Every line from the one with "Thank you for the photo. Please point out the pheasant" through the final line of the entries below should be returned exactly; leave out all other lines.

----- RECORDS FOR THE EXERCISE -----

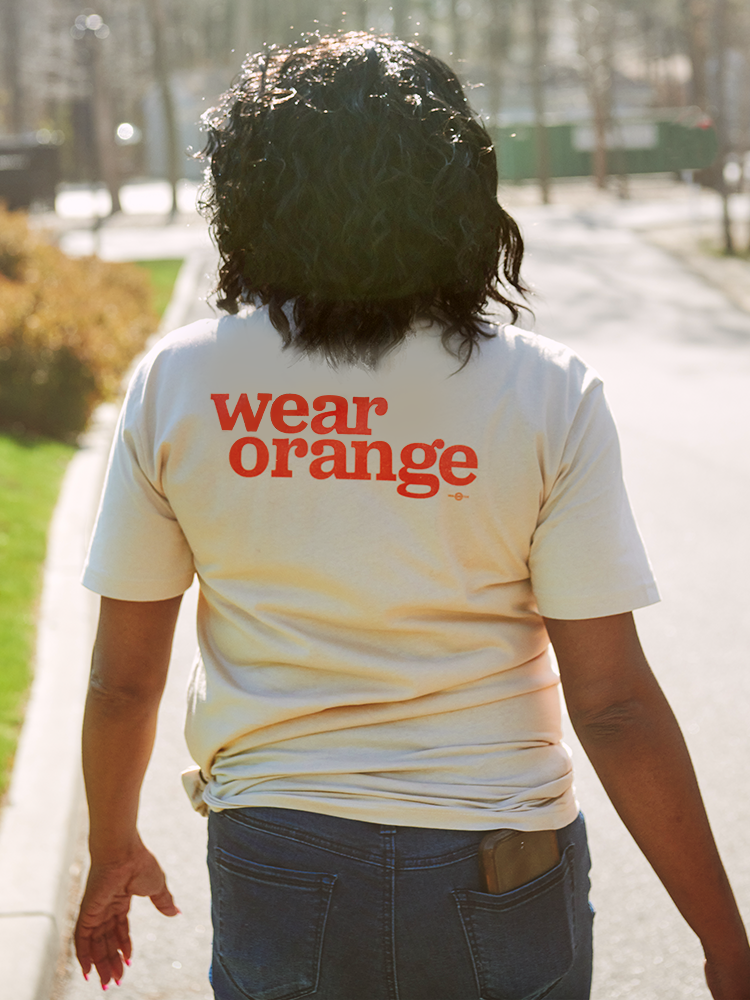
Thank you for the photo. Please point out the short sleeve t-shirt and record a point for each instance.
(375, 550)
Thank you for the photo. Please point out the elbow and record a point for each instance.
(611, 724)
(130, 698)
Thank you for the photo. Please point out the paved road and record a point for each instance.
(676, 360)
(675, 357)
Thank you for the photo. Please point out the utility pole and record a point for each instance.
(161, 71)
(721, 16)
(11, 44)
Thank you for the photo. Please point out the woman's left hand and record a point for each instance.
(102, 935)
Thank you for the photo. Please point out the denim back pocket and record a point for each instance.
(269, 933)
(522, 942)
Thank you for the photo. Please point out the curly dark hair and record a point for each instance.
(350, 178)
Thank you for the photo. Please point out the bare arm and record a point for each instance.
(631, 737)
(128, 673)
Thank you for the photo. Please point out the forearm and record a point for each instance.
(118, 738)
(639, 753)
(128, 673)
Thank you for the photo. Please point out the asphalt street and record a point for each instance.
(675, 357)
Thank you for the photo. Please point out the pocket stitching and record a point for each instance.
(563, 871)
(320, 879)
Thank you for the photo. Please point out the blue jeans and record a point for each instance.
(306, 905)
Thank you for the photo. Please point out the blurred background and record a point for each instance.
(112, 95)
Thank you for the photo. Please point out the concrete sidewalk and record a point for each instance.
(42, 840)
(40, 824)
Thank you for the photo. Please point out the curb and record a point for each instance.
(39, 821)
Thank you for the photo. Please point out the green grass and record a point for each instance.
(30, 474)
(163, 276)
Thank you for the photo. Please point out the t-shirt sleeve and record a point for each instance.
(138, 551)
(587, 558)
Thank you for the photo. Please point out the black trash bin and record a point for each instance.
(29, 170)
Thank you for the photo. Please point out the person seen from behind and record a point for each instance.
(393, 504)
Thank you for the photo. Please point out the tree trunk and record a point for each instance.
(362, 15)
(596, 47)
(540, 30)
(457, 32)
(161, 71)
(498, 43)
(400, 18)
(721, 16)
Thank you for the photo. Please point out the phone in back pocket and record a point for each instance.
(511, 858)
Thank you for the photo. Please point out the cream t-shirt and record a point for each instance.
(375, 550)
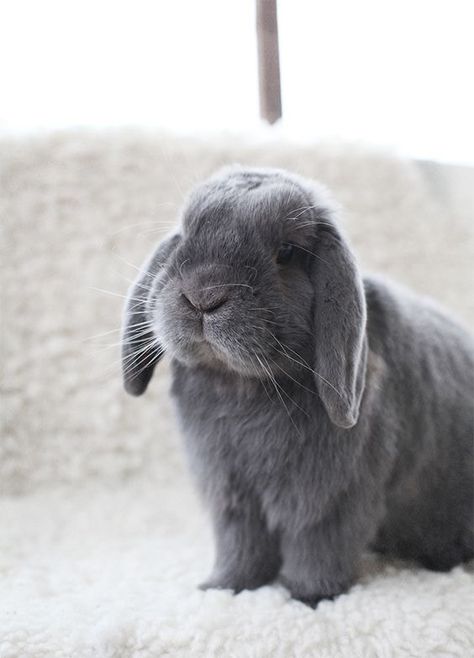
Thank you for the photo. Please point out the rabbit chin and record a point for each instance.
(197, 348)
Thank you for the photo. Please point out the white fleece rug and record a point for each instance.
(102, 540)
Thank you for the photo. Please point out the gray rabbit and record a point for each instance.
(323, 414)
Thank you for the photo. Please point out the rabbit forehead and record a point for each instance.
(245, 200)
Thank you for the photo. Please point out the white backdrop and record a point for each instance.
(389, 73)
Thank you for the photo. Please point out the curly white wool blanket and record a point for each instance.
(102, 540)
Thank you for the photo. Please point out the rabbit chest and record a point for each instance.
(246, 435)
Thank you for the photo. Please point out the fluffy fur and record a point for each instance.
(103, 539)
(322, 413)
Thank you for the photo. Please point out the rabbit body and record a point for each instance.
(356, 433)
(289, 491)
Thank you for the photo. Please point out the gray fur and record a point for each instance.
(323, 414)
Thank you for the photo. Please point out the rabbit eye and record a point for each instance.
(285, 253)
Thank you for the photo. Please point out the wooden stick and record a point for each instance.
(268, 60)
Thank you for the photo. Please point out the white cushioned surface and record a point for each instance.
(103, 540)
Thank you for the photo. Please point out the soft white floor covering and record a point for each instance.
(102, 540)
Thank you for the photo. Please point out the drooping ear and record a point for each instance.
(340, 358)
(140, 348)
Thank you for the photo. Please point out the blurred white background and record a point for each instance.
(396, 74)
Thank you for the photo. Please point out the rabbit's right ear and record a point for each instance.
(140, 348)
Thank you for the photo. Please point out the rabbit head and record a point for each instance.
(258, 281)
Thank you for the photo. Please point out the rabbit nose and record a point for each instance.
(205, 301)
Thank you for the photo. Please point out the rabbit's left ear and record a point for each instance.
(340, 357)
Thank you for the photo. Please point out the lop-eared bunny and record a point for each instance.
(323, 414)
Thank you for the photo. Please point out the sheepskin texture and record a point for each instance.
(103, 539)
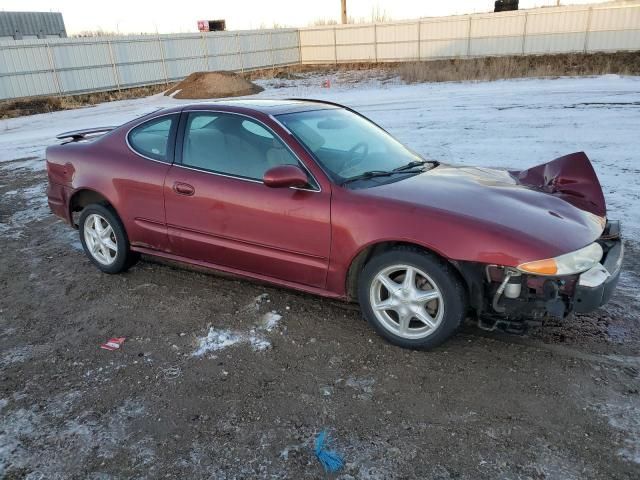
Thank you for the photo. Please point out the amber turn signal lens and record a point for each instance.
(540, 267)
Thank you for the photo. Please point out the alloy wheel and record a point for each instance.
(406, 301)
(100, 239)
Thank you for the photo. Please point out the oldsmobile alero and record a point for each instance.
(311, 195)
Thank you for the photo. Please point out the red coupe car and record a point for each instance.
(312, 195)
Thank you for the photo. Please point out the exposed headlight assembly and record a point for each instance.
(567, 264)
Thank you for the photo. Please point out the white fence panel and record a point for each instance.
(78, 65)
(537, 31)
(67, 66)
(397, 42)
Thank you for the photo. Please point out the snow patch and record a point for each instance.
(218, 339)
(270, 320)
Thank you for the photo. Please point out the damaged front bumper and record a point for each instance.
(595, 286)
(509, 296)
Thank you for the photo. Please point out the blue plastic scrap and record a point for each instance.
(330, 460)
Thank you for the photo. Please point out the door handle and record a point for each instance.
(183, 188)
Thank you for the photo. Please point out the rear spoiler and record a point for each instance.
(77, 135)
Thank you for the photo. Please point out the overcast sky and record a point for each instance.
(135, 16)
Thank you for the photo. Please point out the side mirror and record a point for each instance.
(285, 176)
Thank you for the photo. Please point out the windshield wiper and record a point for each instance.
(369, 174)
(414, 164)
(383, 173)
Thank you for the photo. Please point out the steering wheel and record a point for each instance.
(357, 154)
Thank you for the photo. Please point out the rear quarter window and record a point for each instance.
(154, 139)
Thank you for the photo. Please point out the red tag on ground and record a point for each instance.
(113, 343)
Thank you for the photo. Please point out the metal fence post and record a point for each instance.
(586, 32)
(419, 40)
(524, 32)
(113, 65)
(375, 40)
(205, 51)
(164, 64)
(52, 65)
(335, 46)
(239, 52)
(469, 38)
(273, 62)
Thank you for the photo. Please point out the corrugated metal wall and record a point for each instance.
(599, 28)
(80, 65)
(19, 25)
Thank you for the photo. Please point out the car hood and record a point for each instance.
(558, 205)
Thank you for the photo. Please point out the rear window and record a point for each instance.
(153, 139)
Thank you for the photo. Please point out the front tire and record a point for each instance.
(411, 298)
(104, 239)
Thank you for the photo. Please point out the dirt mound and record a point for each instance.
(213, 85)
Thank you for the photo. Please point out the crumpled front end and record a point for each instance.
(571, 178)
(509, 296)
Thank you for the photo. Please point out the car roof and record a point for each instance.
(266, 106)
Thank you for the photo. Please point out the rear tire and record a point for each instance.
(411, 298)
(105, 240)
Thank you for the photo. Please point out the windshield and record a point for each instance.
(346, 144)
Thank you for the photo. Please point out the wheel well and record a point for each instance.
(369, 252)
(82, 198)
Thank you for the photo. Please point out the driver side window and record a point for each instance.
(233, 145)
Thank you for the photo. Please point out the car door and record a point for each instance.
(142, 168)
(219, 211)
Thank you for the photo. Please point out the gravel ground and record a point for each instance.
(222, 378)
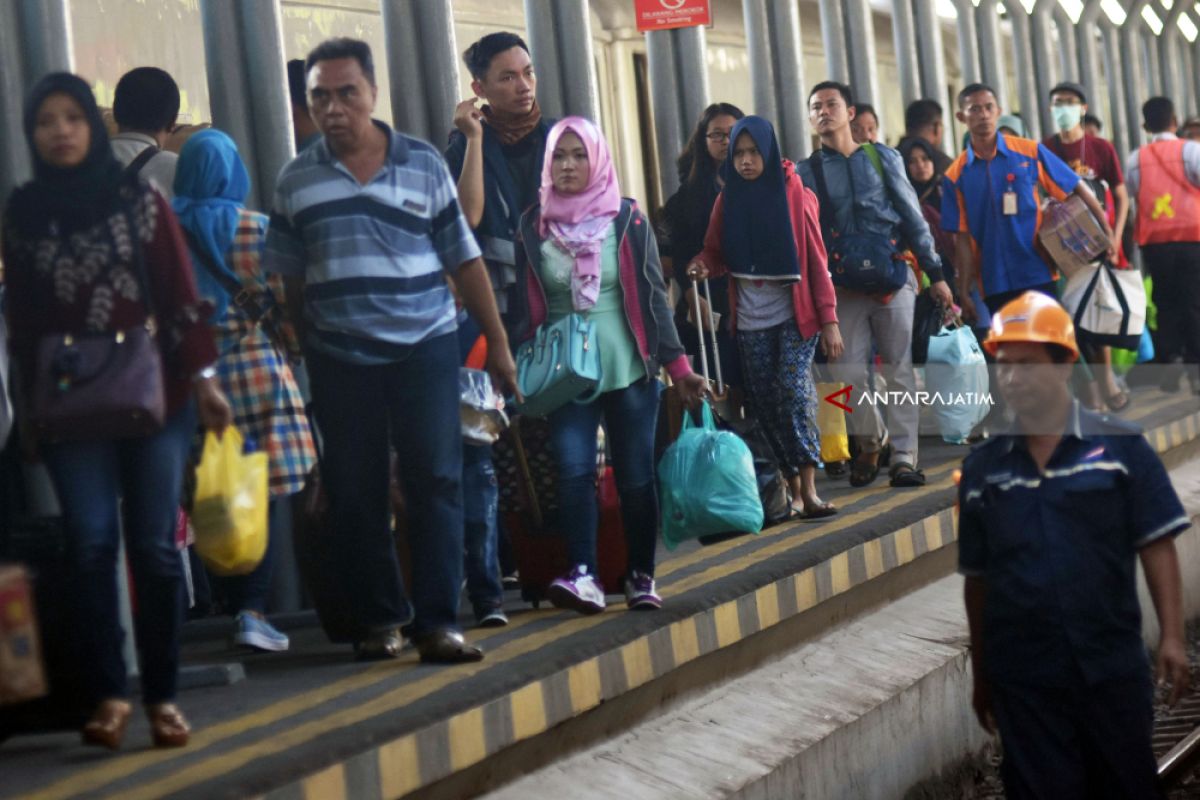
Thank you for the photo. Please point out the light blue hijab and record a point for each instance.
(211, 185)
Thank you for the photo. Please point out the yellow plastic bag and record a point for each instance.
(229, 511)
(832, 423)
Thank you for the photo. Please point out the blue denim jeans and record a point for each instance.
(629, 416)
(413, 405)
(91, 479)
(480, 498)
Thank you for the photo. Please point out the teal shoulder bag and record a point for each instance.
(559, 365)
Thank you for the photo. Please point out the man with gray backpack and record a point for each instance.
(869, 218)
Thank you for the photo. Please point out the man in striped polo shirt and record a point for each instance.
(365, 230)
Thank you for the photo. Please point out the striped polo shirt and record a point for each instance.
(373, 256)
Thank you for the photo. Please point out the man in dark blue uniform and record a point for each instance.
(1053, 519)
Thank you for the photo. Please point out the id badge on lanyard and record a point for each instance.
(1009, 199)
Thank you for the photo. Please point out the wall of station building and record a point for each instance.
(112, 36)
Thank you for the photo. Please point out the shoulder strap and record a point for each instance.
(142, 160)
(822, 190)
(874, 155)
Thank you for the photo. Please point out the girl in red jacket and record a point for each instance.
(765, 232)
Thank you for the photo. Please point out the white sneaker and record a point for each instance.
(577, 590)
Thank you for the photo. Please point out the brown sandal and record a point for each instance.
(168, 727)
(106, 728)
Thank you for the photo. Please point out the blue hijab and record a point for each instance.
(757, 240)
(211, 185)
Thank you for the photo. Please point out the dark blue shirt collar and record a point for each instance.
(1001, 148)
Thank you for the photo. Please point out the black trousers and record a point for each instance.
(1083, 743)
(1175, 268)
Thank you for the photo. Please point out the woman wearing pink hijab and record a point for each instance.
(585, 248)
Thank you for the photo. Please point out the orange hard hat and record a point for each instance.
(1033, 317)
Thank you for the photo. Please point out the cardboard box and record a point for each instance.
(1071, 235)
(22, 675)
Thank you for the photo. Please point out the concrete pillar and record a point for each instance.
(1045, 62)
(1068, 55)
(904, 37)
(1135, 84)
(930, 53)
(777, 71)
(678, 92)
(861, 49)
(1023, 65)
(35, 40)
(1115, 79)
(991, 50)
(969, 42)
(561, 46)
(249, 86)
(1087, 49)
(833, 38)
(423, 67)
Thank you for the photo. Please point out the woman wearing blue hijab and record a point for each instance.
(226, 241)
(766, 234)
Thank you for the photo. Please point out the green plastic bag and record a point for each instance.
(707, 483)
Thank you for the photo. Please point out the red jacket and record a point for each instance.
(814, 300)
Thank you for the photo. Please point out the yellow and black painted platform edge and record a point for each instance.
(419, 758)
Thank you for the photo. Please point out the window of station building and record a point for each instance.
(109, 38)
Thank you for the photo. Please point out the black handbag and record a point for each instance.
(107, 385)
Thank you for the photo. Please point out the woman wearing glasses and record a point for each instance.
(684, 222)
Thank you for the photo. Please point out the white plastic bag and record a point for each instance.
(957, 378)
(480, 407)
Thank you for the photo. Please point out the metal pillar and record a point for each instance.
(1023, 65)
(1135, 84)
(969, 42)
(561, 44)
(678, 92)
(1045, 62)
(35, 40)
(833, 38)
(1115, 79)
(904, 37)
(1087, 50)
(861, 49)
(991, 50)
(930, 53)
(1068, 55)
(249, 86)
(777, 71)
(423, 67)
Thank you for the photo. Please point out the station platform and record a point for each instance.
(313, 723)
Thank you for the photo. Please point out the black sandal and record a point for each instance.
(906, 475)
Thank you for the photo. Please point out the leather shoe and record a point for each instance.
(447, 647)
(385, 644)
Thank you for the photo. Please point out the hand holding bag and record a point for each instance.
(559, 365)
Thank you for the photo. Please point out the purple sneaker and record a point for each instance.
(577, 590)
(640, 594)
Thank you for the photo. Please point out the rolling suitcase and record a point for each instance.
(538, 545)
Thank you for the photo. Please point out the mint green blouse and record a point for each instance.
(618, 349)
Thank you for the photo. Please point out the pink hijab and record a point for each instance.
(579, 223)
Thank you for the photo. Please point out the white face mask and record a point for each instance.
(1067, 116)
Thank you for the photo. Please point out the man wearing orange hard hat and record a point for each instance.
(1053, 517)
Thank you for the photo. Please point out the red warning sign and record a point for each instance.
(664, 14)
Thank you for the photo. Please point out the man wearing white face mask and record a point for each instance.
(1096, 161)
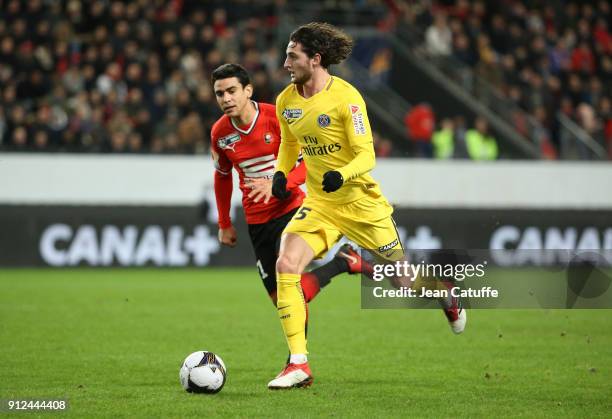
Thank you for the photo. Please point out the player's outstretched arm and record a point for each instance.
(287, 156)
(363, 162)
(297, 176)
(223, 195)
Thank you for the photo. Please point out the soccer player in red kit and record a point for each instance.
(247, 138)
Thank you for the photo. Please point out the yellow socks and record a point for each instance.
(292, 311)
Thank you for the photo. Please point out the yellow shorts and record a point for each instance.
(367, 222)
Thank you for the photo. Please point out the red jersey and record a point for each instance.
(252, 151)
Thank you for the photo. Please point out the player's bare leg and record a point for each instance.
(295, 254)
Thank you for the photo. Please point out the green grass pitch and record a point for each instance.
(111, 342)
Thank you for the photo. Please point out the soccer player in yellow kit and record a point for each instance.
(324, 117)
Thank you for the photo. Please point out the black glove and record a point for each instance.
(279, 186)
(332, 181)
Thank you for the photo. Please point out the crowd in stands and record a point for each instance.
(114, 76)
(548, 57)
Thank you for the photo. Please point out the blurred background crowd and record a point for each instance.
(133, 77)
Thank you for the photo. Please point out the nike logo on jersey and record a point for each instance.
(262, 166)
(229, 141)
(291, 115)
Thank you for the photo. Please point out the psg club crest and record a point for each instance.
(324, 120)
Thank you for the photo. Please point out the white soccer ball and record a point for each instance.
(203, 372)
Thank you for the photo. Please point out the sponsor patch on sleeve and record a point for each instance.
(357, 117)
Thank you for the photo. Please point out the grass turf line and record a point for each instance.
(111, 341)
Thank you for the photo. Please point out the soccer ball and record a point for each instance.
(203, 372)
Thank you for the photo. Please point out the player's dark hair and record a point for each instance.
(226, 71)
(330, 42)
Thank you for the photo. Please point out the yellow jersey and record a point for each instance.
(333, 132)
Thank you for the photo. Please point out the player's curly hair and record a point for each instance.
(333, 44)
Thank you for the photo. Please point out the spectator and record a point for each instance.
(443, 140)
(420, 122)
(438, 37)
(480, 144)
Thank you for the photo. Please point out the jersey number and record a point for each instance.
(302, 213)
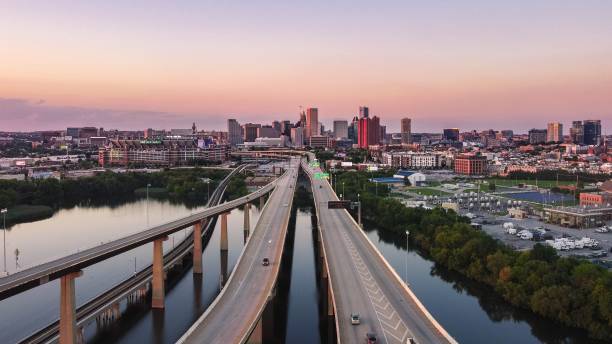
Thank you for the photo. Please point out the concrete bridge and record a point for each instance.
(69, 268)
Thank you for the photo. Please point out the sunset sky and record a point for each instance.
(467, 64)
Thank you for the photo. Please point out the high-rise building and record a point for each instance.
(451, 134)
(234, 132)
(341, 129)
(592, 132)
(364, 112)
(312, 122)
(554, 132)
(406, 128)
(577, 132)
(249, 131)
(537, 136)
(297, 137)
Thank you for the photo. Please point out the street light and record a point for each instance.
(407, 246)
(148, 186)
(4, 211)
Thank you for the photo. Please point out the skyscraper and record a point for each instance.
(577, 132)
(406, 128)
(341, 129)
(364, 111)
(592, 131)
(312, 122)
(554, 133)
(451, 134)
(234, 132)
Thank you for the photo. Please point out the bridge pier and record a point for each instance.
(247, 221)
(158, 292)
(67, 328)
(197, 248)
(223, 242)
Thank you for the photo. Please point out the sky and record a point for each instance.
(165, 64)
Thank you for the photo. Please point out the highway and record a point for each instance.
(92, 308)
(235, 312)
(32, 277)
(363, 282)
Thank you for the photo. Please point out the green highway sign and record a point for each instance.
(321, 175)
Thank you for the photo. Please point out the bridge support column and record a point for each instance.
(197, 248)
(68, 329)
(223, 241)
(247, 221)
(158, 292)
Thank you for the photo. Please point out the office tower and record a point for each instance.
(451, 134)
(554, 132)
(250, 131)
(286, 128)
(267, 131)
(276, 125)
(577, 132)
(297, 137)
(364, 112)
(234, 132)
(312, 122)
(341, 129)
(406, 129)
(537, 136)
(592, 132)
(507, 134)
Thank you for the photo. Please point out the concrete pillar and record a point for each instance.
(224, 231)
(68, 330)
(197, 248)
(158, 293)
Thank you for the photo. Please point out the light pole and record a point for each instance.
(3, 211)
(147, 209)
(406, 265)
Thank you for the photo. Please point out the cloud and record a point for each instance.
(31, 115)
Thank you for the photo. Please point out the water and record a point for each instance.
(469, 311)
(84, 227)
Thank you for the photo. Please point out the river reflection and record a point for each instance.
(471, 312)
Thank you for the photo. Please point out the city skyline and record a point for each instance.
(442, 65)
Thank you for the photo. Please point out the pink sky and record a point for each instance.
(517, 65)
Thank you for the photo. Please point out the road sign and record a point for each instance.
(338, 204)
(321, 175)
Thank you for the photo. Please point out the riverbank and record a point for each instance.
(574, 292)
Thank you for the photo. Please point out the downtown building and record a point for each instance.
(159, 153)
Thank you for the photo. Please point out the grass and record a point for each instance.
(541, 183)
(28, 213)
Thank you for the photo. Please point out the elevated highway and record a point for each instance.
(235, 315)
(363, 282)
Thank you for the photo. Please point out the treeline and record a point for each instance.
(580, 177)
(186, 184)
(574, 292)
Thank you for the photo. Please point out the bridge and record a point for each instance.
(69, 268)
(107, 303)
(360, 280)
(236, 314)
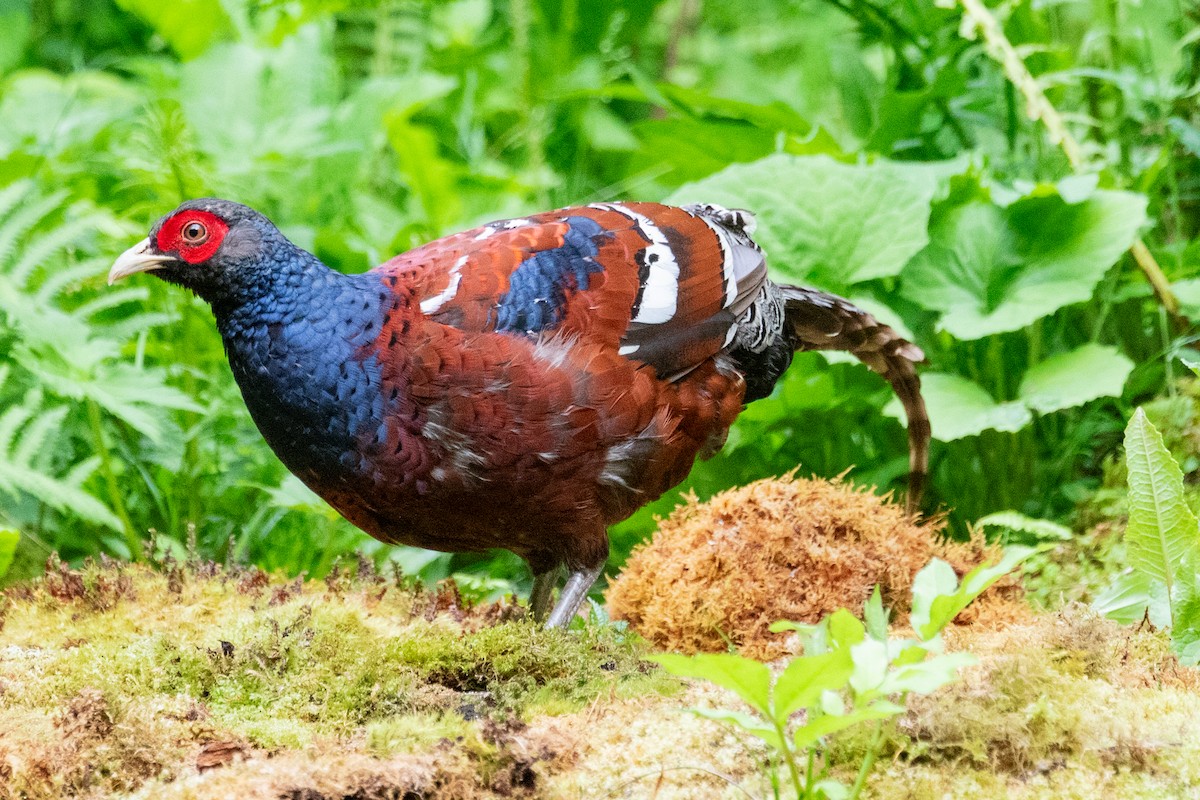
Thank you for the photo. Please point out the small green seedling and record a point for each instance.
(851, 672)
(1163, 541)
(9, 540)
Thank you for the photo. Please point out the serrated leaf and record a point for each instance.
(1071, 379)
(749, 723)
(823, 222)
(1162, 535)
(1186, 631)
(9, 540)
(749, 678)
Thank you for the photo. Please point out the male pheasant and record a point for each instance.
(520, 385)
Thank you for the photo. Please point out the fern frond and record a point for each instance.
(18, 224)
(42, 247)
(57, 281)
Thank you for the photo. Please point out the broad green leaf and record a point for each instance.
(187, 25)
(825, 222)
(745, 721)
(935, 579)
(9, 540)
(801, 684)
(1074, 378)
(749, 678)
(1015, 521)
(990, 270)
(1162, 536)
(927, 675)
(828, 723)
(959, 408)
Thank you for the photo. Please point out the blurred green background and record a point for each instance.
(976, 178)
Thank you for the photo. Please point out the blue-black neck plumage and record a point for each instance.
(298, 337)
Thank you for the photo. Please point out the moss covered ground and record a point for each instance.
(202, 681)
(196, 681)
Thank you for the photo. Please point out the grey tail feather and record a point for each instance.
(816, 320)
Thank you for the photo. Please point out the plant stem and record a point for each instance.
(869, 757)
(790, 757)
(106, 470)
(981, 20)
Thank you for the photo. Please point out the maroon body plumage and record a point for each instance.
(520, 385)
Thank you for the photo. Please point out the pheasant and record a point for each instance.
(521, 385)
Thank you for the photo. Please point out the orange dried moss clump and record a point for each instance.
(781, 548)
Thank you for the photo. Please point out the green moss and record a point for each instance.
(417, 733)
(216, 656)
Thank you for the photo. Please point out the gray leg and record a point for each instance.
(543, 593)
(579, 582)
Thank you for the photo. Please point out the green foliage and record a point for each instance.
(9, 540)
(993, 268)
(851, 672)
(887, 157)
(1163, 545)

-----

● **ANSWER SECTION**
Thank you for the photo. Please point out the pheasant and record a point for each instance.
(521, 385)
Thank you for the photo. Please point out the orange dried moss clump and record a point for each instance.
(781, 548)
Thank you for the photo. Please point out the green moss and record a point for each instance.
(417, 733)
(216, 656)
Thank you for the photo. Please point out the gray leg and record a point for each instance.
(543, 593)
(579, 582)
Thank you for the photo. Please point out the green foliage and record a point for each instance.
(9, 540)
(993, 268)
(851, 672)
(887, 157)
(1163, 545)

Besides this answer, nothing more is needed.